» **Work request**
What is the number of lines in the data below that contain "handle"? Reply with the number only.
:: Material for this task
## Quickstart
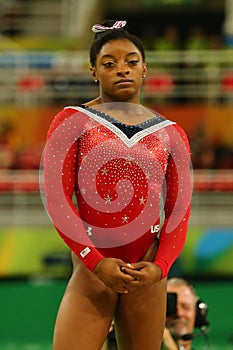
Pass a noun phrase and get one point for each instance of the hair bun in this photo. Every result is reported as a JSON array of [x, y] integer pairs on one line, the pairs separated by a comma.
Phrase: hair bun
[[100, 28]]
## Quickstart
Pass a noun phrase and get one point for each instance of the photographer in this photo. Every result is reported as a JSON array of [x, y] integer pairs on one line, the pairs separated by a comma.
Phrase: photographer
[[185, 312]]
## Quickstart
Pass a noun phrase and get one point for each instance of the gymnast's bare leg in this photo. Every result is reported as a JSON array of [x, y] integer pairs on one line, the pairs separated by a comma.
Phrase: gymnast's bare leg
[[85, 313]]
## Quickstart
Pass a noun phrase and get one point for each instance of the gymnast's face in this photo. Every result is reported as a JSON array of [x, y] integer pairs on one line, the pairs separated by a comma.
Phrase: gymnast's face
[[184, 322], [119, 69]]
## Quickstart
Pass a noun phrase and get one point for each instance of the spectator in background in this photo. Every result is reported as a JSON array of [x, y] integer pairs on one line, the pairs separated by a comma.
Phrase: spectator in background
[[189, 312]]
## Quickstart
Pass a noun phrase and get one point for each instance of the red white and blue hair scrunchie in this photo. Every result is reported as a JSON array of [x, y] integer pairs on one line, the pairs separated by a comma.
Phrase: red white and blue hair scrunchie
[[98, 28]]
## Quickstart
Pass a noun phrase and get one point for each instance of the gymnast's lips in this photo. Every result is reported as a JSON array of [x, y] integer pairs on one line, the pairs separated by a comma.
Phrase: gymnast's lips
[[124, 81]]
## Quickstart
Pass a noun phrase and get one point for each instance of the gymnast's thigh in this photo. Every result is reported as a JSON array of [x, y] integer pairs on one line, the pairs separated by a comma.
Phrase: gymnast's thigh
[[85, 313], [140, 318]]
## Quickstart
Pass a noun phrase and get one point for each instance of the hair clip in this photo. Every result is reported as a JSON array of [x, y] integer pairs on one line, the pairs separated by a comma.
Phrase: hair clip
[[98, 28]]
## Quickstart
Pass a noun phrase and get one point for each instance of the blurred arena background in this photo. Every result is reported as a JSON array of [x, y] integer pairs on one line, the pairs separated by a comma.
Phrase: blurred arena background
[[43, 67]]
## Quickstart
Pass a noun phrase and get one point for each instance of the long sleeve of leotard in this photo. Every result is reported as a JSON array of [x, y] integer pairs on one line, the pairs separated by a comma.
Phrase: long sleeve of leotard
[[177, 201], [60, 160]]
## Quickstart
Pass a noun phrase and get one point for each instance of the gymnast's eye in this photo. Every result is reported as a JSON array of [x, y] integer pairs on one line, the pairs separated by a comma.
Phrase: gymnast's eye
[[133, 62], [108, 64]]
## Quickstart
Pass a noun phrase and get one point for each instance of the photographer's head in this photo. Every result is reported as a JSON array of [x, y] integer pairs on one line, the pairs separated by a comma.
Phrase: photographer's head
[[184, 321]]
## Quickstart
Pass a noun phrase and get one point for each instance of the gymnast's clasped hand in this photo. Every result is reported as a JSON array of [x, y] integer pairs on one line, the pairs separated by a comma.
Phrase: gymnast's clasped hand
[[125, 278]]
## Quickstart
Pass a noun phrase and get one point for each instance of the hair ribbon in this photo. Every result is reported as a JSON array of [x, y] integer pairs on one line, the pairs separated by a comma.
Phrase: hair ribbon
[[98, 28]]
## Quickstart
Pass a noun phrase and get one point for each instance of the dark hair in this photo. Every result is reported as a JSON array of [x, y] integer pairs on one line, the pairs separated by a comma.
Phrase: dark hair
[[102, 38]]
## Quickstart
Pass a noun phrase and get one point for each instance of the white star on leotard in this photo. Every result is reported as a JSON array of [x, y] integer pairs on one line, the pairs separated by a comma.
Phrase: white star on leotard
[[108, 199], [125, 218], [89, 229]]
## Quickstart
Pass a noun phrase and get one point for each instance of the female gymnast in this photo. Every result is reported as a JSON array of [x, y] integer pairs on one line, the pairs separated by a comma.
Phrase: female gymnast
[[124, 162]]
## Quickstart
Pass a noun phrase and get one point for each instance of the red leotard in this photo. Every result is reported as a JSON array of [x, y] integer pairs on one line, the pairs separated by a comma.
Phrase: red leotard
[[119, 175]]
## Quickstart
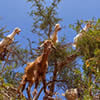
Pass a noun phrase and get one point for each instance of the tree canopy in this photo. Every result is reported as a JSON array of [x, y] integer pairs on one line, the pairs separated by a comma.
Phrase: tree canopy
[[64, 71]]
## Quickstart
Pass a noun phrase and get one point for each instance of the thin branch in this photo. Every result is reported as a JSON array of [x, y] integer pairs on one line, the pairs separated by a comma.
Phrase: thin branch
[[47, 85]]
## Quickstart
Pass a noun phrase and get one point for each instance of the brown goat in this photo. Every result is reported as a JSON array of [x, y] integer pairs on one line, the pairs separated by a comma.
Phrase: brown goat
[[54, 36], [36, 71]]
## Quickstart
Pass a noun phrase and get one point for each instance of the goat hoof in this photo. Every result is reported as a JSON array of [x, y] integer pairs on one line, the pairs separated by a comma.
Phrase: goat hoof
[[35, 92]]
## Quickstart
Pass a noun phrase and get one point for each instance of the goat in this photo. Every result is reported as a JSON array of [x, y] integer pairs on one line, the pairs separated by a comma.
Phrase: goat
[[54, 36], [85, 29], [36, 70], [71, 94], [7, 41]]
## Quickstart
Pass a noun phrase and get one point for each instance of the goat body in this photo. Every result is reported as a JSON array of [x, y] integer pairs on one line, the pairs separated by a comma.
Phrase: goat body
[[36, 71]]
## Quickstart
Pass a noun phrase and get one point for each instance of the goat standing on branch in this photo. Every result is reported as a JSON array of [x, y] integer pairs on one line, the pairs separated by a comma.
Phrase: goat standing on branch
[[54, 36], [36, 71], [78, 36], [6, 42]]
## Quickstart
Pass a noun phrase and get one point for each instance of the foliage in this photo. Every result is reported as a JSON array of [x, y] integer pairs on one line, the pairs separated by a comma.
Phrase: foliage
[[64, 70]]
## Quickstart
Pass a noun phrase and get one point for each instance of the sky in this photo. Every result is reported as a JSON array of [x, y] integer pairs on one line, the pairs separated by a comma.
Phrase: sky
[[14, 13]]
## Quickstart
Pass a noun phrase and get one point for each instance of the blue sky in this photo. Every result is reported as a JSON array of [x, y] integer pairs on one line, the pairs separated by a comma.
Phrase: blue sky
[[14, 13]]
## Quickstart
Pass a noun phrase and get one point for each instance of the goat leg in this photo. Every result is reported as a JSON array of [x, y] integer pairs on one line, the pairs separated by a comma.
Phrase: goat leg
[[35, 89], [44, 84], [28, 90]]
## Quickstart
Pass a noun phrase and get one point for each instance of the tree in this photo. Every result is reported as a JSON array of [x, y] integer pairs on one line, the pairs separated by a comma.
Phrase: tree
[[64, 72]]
::::
:: Material for this task
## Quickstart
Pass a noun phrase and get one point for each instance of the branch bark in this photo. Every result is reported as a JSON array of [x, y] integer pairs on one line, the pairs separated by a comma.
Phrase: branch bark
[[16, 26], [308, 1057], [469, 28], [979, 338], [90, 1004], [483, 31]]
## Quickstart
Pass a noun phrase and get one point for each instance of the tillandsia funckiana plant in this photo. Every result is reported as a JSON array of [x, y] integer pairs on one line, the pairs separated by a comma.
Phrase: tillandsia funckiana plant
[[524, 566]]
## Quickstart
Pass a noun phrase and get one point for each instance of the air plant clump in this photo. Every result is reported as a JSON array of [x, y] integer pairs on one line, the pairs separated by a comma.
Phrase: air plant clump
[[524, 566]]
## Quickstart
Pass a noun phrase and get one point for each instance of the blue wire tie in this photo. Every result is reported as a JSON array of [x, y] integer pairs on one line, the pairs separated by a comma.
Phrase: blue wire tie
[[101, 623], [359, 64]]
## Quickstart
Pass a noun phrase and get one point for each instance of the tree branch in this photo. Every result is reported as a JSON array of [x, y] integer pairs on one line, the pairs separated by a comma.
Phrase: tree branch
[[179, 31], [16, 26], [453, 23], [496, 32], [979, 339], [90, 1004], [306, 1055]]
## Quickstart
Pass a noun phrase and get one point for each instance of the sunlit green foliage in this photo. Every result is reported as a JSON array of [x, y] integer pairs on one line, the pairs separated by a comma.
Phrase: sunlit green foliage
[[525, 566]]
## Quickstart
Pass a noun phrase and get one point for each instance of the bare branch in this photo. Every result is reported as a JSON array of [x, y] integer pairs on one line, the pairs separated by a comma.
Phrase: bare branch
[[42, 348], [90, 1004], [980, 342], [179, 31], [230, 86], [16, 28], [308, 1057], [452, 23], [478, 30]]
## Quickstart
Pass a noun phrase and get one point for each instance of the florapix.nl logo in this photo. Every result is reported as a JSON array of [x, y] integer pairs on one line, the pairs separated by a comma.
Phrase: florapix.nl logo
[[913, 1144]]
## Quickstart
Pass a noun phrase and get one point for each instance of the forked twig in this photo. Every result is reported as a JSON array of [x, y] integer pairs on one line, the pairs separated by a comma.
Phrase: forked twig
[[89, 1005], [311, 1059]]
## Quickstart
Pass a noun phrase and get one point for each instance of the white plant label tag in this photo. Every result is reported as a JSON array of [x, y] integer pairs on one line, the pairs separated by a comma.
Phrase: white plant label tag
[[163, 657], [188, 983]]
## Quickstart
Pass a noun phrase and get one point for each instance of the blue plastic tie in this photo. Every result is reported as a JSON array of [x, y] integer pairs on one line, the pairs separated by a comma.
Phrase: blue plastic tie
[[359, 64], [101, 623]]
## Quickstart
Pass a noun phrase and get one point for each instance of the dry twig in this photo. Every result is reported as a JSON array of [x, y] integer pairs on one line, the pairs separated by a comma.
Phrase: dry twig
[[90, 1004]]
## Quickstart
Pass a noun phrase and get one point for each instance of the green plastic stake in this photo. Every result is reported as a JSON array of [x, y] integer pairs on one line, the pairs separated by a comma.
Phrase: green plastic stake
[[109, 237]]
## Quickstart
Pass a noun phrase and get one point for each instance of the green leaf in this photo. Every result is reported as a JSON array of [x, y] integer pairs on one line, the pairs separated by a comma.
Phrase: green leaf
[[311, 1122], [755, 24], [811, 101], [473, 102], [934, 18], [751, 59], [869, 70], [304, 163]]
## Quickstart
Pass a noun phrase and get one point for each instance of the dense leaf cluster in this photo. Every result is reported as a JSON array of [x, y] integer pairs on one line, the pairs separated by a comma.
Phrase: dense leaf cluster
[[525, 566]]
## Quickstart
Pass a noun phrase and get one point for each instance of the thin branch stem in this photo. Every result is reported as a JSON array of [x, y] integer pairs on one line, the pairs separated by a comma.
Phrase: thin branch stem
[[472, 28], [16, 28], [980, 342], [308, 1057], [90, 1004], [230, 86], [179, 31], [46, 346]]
::::
:: Material for this task
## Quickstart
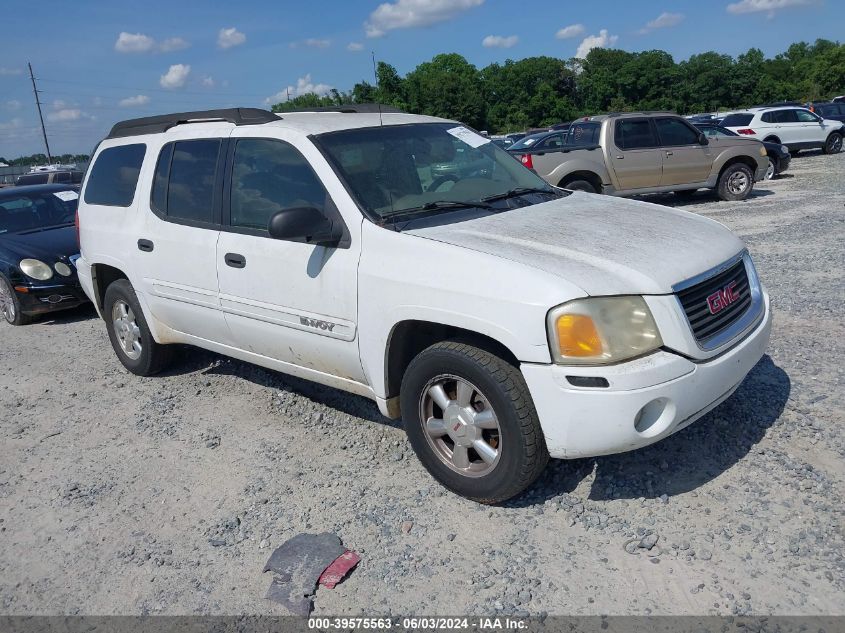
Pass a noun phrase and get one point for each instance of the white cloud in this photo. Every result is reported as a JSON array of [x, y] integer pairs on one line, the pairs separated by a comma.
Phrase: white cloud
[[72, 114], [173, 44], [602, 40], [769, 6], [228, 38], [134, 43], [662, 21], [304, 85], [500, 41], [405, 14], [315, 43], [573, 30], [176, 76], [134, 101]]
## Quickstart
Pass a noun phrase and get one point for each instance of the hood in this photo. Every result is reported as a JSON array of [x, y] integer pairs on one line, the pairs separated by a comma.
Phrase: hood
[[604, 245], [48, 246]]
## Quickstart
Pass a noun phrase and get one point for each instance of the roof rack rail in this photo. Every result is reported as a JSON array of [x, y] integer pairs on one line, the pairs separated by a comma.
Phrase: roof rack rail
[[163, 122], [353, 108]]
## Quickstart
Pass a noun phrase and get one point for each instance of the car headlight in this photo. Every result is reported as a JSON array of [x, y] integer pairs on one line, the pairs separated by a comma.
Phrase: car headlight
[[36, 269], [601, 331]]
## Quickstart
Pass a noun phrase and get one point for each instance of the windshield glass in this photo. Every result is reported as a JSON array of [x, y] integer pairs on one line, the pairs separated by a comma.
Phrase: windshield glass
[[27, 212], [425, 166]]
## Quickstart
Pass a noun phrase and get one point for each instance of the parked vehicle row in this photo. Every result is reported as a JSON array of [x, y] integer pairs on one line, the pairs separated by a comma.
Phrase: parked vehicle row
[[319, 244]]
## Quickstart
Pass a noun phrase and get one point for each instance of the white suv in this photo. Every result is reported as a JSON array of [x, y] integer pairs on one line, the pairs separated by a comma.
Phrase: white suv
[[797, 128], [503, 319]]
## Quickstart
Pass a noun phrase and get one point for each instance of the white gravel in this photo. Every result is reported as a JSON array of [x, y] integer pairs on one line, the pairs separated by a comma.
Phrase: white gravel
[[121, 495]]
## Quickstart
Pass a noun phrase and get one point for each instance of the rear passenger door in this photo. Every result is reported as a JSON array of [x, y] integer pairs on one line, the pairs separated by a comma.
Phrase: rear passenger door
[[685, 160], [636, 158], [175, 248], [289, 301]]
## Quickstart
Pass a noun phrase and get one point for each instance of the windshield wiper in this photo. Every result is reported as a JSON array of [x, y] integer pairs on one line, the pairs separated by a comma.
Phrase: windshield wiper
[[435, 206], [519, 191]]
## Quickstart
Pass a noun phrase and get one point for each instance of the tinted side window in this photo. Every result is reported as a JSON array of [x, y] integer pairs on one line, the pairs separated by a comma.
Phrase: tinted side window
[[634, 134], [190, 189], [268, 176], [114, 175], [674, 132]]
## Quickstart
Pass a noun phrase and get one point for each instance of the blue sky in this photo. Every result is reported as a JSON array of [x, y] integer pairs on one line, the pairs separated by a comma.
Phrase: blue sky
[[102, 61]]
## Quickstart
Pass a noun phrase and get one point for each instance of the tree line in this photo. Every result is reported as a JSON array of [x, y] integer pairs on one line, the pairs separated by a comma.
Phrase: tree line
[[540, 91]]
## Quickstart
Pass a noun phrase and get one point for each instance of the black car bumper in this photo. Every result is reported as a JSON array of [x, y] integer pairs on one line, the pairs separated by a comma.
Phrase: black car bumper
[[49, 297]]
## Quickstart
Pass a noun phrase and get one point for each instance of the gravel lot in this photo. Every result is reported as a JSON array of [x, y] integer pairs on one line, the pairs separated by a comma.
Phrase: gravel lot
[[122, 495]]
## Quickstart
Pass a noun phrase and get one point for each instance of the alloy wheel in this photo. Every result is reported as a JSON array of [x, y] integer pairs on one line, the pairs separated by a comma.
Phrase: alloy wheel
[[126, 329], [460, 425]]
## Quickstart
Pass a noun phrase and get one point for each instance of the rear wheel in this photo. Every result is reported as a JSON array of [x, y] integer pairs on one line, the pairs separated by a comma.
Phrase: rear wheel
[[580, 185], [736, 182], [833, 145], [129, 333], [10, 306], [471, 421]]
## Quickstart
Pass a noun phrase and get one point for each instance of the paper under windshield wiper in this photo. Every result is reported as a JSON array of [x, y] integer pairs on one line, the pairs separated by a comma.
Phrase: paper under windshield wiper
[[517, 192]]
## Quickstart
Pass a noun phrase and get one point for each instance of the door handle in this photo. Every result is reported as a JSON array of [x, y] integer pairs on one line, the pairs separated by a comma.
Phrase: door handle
::::
» **Exercise answer**
2